What is expected —
Write the next part of the commentary on the hymn "Once in Royal David's City," starting after its last sentence.

Page excerpt —
-*-*-
Once in Royal David’s City” is a poem written by Cecil Frances Alexander (1818–95). Alexander published it for the first time in 1848 in a book of children’s hymns, as part of a series of poems on the Apostles’ Creed (seeking in this hymn to address the affirmation “born of the Virgin Mary”). The last two stanzas of the hymn continue to draw forth the fullness of the glorified Christ in His incarnation. The earlier stanzas address Christ in His humiliation, both in His active and passive obedience (as Alexander also does in “There Is a Green Hill Far Away”).
The fifth stanza particularly focuses on us in our glorification, in which we join Christ, who has been in His estate of exaltation since His resurrection. There, “at last,” with fully renewed “eyes” in a fully renewed heavens and earth, we “shall see him.” Only then and there will we be able to see Him properly. No longer shall we see Him as we did when He was below with us—as in that “poor lowly stable”—but we shall see Him as He is “in heaven, set at God’s right hand on high.” We shall do so “through his own redeeming love”; the merits and mediation of Christ alone afford us heavenly entrance.
-*-*-
Given data —

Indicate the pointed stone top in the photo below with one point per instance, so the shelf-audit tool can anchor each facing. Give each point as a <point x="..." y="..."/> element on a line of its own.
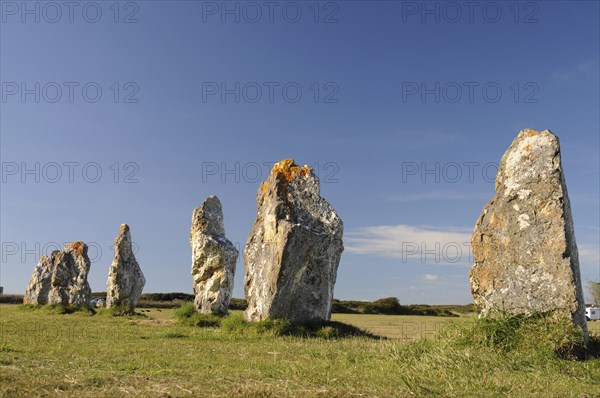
-*-*-
Task result —
Christ entered His glorified state upon His resurrection from the dead. All God’s people, following after the Lord, will likewise enter a glorified state at the return of Christ, when the dead will be raised and His own will receive glorified bodies. Until then, we remain in a state of humiliation. This is true even for the blessed dead, who are “with Christ” (Phil. 1:23) and are better off than those who remain and continue to live in this present creation.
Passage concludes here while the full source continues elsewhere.